SCHRIFTLICHE AUFGABE A:
Zitiere aus dem Artikel über DVI den Abschnitt von „DVI im Detail“ bis „deutlich rosiger aus.“.

SEITENAUSZUG:
┌────────
DVI im Detail

03.01.2003 von Malte Jeschke
Im Gegensatz zu ihren glücklosen Vorgängern hat sich DVI als Nachfolger von VGA etabliert. Im professionellen Umfeld ist diese Schnittstelle bei Grafikkarten sowie TFT-Displays inzwischen ein Muss.

Bei ihrer Vorstellung 1999 bekam die digitale Schnittstelle für Bildübertragung DVI von ihren Initiatoren reichlich Vorschusslorbeeren. Dass dahinter prominente Namen wie Intel, Compaq, NEC und Hewlett-Packard standen, verhalf dem Standard allerdings nicht vom Start weg zu einer zügigen Verbreitung. Zu groß waren die Ressentiments bezüglich einer digitalen Schnittstelle - verursacht durch die glücklosen Vorgänger von DVI. Betrachtet man die aktuelle Situation, sieht es deutlich rosiger aus.

tecCHANNEL-Umfrage: DVI-Verbreitung

Die Vorzeichen stehen 2003 gut für DVI. Bei einer Ende 2002 unter tecCHANNEL-Lesern durchgeführten Umfrage gaben von den über 500 Befragten bereits mehr als 11 Prozent an, Grafikkarte und Display digital miteinander zu verbinden. Über 30 Prozent besitzen bereits eine Grafikkarte, die einen DVI-Anschluss aufweist. Das verwundert nicht, schon Mittelklasse-Produkte kommen aktuell mit einem entsprechenden Anschluss. Für integrierte Chipsätze wie Intels 845GE existieren ebenfalls kostengünstige DVI-Lösungen. Damit lässt sich DVI auch problemlos in entsprechende Business-PCs integrieren.
└────────
Datensätze, einer Sammlung entnommen:
┌────────
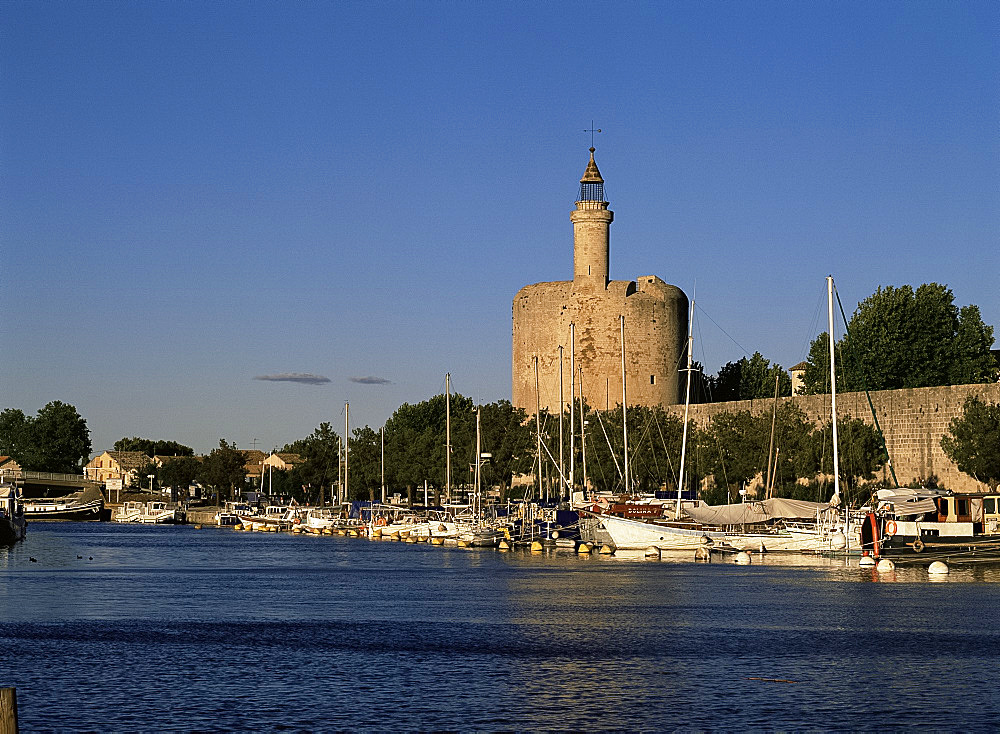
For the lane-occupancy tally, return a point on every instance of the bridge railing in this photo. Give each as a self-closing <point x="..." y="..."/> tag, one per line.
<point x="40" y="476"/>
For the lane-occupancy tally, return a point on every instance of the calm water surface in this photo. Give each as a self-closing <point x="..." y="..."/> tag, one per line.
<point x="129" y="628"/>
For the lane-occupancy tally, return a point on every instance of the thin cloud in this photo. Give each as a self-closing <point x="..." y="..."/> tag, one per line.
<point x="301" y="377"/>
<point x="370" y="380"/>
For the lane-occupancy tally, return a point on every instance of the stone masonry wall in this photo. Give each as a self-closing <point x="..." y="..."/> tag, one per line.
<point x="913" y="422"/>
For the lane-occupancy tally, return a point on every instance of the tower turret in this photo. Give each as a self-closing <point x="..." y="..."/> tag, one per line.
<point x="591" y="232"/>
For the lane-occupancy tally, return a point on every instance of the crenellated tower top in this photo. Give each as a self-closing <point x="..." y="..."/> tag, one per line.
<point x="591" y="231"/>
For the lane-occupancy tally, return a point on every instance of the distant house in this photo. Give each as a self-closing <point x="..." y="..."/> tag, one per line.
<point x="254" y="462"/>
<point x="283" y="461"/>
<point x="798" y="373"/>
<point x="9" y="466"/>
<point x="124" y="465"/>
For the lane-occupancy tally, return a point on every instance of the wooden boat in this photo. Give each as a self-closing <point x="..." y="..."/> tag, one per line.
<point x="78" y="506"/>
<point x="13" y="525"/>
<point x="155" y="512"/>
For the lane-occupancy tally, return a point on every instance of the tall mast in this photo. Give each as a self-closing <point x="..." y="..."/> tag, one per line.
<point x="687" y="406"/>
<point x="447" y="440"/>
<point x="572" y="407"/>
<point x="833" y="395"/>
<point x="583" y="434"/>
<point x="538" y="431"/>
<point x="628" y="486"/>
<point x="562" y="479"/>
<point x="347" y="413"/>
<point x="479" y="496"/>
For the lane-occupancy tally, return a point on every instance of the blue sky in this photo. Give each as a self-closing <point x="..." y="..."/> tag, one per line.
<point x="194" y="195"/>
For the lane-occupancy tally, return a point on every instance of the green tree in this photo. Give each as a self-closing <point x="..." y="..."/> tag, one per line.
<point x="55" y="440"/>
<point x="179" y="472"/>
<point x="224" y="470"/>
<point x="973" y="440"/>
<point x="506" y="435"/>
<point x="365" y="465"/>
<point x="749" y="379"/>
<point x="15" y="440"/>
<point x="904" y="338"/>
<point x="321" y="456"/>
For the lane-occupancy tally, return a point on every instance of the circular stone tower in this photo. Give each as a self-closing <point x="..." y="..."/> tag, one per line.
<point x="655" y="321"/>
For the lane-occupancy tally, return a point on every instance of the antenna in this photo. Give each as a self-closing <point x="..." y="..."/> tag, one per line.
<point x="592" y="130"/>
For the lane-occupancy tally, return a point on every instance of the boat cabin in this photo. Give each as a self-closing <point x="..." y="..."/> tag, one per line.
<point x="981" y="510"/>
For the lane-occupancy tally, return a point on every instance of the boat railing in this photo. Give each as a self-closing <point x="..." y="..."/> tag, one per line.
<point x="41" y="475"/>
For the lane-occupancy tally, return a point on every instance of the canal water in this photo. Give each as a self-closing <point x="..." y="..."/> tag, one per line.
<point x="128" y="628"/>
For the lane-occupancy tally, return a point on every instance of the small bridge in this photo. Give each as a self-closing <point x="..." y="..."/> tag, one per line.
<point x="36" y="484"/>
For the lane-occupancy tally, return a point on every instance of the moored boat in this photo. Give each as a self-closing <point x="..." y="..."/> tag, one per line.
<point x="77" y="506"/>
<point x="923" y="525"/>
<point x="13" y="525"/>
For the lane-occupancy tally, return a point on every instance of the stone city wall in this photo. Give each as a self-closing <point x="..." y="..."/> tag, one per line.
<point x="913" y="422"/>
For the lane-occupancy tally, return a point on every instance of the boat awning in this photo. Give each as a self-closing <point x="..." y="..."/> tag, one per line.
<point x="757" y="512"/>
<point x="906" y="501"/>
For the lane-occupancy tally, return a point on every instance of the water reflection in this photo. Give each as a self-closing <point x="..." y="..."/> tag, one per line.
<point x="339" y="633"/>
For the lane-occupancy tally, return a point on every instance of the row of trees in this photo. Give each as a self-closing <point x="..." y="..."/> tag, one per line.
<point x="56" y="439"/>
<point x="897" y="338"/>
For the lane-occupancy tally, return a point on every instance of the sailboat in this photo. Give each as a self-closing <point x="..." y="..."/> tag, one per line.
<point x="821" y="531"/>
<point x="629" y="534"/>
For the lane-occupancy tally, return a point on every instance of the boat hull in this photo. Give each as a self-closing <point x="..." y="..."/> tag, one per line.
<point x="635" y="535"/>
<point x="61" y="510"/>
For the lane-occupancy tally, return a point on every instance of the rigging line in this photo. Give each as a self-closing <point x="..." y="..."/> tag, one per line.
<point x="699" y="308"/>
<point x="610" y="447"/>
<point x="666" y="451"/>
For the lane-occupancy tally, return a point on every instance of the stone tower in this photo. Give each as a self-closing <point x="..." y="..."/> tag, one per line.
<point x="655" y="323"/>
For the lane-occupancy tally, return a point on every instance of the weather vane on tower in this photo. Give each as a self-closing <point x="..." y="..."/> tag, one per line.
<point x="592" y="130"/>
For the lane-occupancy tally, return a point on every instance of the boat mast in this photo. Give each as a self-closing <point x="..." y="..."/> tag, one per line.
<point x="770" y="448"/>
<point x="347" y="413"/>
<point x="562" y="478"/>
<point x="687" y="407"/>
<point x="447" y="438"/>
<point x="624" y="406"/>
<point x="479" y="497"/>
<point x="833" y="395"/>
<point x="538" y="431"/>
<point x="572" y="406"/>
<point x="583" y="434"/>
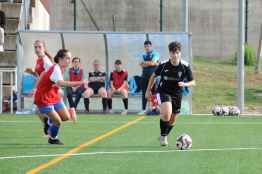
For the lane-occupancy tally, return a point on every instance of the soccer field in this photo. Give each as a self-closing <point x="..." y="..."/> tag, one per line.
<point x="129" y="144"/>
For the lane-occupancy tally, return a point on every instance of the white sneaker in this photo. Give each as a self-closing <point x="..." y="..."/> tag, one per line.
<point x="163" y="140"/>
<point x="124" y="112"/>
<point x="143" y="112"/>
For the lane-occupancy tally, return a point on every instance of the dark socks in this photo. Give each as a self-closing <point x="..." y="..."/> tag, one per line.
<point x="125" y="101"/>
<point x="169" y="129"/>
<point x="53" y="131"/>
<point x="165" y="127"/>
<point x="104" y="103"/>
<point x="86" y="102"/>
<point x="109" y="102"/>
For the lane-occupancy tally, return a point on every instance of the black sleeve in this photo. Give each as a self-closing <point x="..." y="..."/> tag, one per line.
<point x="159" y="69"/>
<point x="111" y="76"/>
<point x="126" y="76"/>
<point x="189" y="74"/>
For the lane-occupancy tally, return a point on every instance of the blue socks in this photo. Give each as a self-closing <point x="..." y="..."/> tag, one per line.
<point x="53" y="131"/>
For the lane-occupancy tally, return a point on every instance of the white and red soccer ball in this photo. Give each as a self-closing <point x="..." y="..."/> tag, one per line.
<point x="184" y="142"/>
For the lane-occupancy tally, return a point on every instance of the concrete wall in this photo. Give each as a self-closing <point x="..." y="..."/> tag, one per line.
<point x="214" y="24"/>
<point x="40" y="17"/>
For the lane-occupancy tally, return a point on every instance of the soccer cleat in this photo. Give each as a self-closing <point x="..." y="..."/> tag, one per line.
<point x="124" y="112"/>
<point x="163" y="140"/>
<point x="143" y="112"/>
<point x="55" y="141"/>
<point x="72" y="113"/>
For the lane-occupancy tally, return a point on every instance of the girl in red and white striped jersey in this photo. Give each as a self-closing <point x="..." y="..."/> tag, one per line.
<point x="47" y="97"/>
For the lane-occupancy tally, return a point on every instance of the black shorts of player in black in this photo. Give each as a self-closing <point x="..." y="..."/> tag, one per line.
└────────
SCHRIFTLICHE AUFGABE B:
Zieh aus den Datensätzen jede Zeile heraus, in der die Zeichenfolge „white“ vorkommt. Dabei zählt die Groß- und Kleinschreibung.

SCHRIFTLICHE ANTWORT A:
DVI im Detail

03.01.2003 von Malte Jeschke
Im Gegensatz zu ihren glücklosen Vorgängern hat sich DVI als Nachfolger von VGA etabliert. Im professionellen Umfeld ist diese Schnittstelle bei Grafikkarten sowie TFT-Displays inzwischen ein Muss.

Bei ihrer Vorstellung 1999 bekam die digitale Schnittstelle für Bildübertragung DVI von ihren Initiatoren reichlich Vorschusslorbeeren. Dass dahinter prominente Namen wie Intel, Compaq, NEC und Hewlett-Packard standen, verhalf dem Standard allerdings nicht vom Start weg zu einer zügigen Verbreitung. Zu groß waren die Ressentiments bezüglich einer digitalen Schnittstelle - verursacht durch die glücklosen Vorgänger von DVI. Betrachtet man die aktuelle Situation, sieht es deutlich rosiger aus.

SCHRIFTLICHE ANTWORT B:
For the lane-occupancy tally, return a point on every instance of the white sneaker in this photo. Give each as a self-closing <point x="..." y="..."/> tag, one per line.
For the lane-occupancy tally, return a point on every instance of the white and red soccer ball in this photo. Give each as a self-closing <point x="..." y="..."/> tag, one per line.
For the lane-occupancy tally, return a point on every instance of the girl in red and white striped jersey in this photo. Give each as a self-closing <point x="..." y="..."/> tag, one per line.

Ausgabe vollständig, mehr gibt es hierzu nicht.